**INSTRUCTIONS FOR THE TASK**
Copy every record exactly.

Segment Open

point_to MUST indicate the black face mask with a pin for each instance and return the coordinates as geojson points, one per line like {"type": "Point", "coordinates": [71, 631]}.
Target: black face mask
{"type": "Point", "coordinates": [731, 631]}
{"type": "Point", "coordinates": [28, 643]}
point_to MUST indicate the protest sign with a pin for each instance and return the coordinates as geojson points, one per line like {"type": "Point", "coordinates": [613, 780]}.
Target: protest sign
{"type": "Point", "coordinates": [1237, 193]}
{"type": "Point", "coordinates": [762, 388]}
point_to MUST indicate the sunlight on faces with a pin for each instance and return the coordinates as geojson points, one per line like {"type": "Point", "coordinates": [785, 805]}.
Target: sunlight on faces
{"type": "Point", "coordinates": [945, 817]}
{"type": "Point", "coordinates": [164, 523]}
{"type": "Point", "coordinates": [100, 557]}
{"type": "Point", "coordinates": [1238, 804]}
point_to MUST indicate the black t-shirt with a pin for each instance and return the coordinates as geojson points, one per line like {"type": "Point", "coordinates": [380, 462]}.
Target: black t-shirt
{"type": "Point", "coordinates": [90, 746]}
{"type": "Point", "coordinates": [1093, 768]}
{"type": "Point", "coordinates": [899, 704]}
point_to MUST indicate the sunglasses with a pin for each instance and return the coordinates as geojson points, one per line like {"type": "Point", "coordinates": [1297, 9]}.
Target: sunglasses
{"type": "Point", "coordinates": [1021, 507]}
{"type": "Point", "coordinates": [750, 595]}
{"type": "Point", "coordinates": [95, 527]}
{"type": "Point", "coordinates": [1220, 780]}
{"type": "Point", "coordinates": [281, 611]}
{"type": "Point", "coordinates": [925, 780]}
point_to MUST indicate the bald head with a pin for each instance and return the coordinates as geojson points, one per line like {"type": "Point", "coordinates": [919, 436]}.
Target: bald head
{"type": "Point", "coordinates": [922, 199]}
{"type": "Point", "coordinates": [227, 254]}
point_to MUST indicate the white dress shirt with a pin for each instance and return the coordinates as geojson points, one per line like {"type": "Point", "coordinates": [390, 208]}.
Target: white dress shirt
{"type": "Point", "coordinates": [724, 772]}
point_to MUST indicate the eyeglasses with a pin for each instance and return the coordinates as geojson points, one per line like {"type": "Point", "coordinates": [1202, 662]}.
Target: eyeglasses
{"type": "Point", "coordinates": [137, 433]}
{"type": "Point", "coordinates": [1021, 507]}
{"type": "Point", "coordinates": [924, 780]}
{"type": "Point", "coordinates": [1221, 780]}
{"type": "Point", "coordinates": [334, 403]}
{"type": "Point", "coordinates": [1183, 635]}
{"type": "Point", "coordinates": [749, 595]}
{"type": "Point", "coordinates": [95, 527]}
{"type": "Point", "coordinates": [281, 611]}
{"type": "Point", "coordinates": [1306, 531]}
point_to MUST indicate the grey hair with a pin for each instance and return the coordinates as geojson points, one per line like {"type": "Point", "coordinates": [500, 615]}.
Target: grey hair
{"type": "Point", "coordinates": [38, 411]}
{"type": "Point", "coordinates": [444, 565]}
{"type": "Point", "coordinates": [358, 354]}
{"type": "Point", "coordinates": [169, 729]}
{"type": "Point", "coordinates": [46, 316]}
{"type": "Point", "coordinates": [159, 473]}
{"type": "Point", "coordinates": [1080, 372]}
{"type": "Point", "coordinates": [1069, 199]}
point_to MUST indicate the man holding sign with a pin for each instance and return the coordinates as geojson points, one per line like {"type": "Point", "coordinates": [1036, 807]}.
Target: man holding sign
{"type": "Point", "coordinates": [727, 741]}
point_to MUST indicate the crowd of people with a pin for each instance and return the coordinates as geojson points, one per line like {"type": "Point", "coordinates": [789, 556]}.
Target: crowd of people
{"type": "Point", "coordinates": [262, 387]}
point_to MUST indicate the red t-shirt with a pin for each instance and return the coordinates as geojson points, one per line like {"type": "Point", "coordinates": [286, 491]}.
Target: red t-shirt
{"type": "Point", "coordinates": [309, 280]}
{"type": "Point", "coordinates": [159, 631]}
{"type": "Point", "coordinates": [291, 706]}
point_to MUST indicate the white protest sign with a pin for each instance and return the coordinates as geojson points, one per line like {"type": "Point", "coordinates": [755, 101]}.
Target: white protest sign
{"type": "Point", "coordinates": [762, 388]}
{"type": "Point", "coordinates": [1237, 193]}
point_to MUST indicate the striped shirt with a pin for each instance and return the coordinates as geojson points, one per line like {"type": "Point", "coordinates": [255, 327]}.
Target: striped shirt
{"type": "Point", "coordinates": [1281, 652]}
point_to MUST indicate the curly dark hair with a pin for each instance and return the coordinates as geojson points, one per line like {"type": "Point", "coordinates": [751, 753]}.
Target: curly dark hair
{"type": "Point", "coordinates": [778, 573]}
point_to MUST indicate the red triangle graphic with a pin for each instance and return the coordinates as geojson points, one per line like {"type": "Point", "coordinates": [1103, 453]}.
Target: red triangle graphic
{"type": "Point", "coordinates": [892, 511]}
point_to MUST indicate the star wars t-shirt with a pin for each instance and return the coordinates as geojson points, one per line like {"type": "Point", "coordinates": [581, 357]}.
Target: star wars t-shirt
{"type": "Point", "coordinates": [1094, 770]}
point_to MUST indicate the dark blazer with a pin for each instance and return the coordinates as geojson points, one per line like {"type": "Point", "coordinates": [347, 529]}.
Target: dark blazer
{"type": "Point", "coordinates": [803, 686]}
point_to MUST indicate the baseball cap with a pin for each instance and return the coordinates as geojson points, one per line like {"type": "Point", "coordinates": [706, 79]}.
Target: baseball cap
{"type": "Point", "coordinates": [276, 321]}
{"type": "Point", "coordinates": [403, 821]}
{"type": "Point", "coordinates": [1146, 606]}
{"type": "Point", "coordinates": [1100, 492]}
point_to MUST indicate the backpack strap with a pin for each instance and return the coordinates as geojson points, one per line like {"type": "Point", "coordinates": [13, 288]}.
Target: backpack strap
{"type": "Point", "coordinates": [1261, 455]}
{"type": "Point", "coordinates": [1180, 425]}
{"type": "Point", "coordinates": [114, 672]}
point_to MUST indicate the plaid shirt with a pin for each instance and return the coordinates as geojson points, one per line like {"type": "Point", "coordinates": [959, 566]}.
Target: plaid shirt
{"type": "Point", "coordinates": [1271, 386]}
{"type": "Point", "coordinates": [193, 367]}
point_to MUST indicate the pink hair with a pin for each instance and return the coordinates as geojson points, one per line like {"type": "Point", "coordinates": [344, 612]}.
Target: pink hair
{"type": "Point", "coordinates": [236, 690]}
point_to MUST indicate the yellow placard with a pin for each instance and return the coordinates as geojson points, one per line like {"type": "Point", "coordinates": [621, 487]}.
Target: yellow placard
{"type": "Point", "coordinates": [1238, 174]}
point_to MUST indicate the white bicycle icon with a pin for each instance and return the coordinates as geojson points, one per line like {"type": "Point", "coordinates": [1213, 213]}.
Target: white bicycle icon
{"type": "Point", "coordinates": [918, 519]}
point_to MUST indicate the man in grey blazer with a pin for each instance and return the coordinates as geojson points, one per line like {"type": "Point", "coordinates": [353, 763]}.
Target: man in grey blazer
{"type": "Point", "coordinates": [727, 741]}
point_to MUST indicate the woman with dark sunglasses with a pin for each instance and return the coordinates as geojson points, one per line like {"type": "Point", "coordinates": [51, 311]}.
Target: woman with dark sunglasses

Segment Closed

**RESULT FOR THIS EXERCISE**
point_to MUST indicate the black face mask with a pin for each instance and return the coordinates as geojson points, one per line like {"type": "Point", "coordinates": [71, 631]}.
Target: black face mask
{"type": "Point", "coordinates": [731, 631]}
{"type": "Point", "coordinates": [28, 643]}
point_to MUST indicate the protest sign with a pin for each instance and return the coordinates as geojson points, one per line like {"type": "Point", "coordinates": [613, 780]}.
Target: protest sign
{"type": "Point", "coordinates": [1237, 193]}
{"type": "Point", "coordinates": [762, 388]}
point_to MUST indicate the sunlight on faces with a pin for each instance and return the coordinates as geojson points, one per line like {"type": "Point", "coordinates": [785, 805]}.
Target: sunlight on faces
{"type": "Point", "coordinates": [945, 817]}
{"type": "Point", "coordinates": [164, 523]}
{"type": "Point", "coordinates": [100, 557]}
{"type": "Point", "coordinates": [1238, 804]}
point_to MUST indicate the black t-shirt with a pin for each instance and return the coordinates as geojson points, one per line like {"type": "Point", "coordinates": [380, 462]}.
Target: black t-shirt
{"type": "Point", "coordinates": [90, 746]}
{"type": "Point", "coordinates": [1093, 768]}
{"type": "Point", "coordinates": [899, 704]}
point_to MUST indicate the sunglasses with a pin for each instance and return the coordinates as geojson points, one per line like {"type": "Point", "coordinates": [1297, 9]}.
Target: sunglasses
{"type": "Point", "coordinates": [1021, 507]}
{"type": "Point", "coordinates": [750, 595]}
{"type": "Point", "coordinates": [95, 527]}
{"type": "Point", "coordinates": [1220, 780]}
{"type": "Point", "coordinates": [281, 611]}
{"type": "Point", "coordinates": [925, 780]}
point_to MUST indicate the bald head with a pin for each instance and return the coordinates as geojson points, one per line like {"type": "Point", "coordinates": [919, 436]}.
Target: bald head
{"type": "Point", "coordinates": [922, 199]}
{"type": "Point", "coordinates": [227, 254]}
point_to MUST indicate the white dress shirt with a pin for each instance and return the coordinates as geojson points, one per line like {"type": "Point", "coordinates": [390, 208]}.
Target: white dress shirt
{"type": "Point", "coordinates": [724, 772]}
point_to MUST indicate the eyeglasses with a pin for each instance and return the coordinates as geojson points, one per line like {"type": "Point", "coordinates": [1202, 662]}.
Target: eyeglasses
{"type": "Point", "coordinates": [137, 433]}
{"type": "Point", "coordinates": [1021, 507]}
{"type": "Point", "coordinates": [924, 780]}
{"type": "Point", "coordinates": [1221, 780]}
{"type": "Point", "coordinates": [334, 403]}
{"type": "Point", "coordinates": [1183, 635]}
{"type": "Point", "coordinates": [749, 595]}
{"type": "Point", "coordinates": [95, 527]}
{"type": "Point", "coordinates": [281, 611]}
{"type": "Point", "coordinates": [1306, 531]}
point_to MUST indicate the grey hair with a pin for each instance and return the coordinates as geojson points, one per line like {"type": "Point", "coordinates": [500, 615]}.
Target: grey hair
{"type": "Point", "coordinates": [38, 411]}
{"type": "Point", "coordinates": [444, 565]}
{"type": "Point", "coordinates": [358, 354]}
{"type": "Point", "coordinates": [169, 729]}
{"type": "Point", "coordinates": [46, 316]}
{"type": "Point", "coordinates": [159, 473]}
{"type": "Point", "coordinates": [1080, 372]}
{"type": "Point", "coordinates": [1069, 199]}
point_to MUST indicate the man holding sign with a pin for each instance and return the coordinates as geojson points, one per line like {"type": "Point", "coordinates": [1036, 807]}.
Target: man holding sign
{"type": "Point", "coordinates": [727, 741]}
point_to MUST indicate the crowd of people with a pin for each instance and return the coordinates as geojson points, one per line like {"type": "Point", "coordinates": [789, 556]}.
Target: crowd of people
{"type": "Point", "coordinates": [262, 387]}
point_to MUST indicate the red t-shirt with a pin for each instance and return the coordinates as geojson points, one per line like {"type": "Point", "coordinates": [286, 491]}.
Target: red t-shirt
{"type": "Point", "coordinates": [309, 280]}
{"type": "Point", "coordinates": [159, 631]}
{"type": "Point", "coordinates": [291, 706]}
point_to MUST indicate the white protest sign with a pin for each instance and return the coordinates as geojson points, one per line like {"type": "Point", "coordinates": [755, 101]}.
Target: white protest sign
{"type": "Point", "coordinates": [762, 388]}
{"type": "Point", "coordinates": [1237, 193]}
point_to MUST indicate the striped shirt with a pin for each instance and return the coordinates as geojson points, one per line like {"type": "Point", "coordinates": [255, 327]}.
Target: striped shirt
{"type": "Point", "coordinates": [1281, 652]}
point_to MUST indicate the curly dark hair with a pin for each instance and return the coordinates as geojson points, one per line like {"type": "Point", "coordinates": [751, 753]}.
Target: curly dark hair
{"type": "Point", "coordinates": [778, 573]}
point_to MUST indicate the red triangle graphic with a pin for each instance and return the coordinates as geojson points, one per line like {"type": "Point", "coordinates": [1103, 453]}.
Target: red triangle graphic
{"type": "Point", "coordinates": [892, 511]}
point_to MUST indicate the star wars t-shirt with a pin for each instance and return the coordinates as geojson points, one per line like {"type": "Point", "coordinates": [581, 357]}.
Target: star wars t-shirt
{"type": "Point", "coordinates": [1094, 770]}
point_to MUST indicate the dark blazer with a pin for each instance and return the coordinates as geojson points, one per line like {"type": "Point", "coordinates": [347, 529]}.
Target: dark blazer
{"type": "Point", "coordinates": [803, 686]}
point_to MUST indicate the baseball cap with a pin for each instance and return the coordinates as geojson points, one per line like {"type": "Point", "coordinates": [706, 79]}.
Target: baseball cap
{"type": "Point", "coordinates": [276, 321]}
{"type": "Point", "coordinates": [403, 821]}
{"type": "Point", "coordinates": [1146, 606]}
{"type": "Point", "coordinates": [1100, 492]}
point_to MUST indicate the backpack strap with a pin for each instance and return the coordinates as geojson points, one per line like {"type": "Point", "coordinates": [13, 288]}.
Target: backpack strap
{"type": "Point", "coordinates": [1261, 455]}
{"type": "Point", "coordinates": [1180, 425]}
{"type": "Point", "coordinates": [114, 672]}
point_to MUST indicate the plaid shirt with a pin for each instance and return the coordinates as geojson points, one per line like {"type": "Point", "coordinates": [959, 566]}.
Target: plaid shirt
{"type": "Point", "coordinates": [1271, 386]}
{"type": "Point", "coordinates": [193, 367]}
point_to MUST indicate the pink hair with a pin for each instance and return the coordinates as geojson points, one per line like {"type": "Point", "coordinates": [344, 612]}.
Target: pink hair
{"type": "Point", "coordinates": [236, 690]}
point_to MUST indicate the yellow placard with a pin for each instance and return the coordinates as geojson points, one per line like {"type": "Point", "coordinates": [621, 487]}.
Target: yellow placard
{"type": "Point", "coordinates": [1238, 174]}
point_to MUST indicate the white bicycle icon with a pin for each instance and return the coordinates as geojson points, one per line like {"type": "Point", "coordinates": [1213, 213]}.
Target: white bicycle icon
{"type": "Point", "coordinates": [918, 519]}
point_to MUST indicate the man in grey blazer with a pin for each instance and return the coordinates as geojson points, one per line like {"type": "Point", "coordinates": [353, 763]}.
Target: man in grey blazer
{"type": "Point", "coordinates": [727, 741]}
point_to MUST indicate the woman with dark sunglasses with a pin for each instance and return the coordinates as geojson points, one per line like {"type": "Point", "coordinates": [51, 311]}.
Target: woman with dark sunglasses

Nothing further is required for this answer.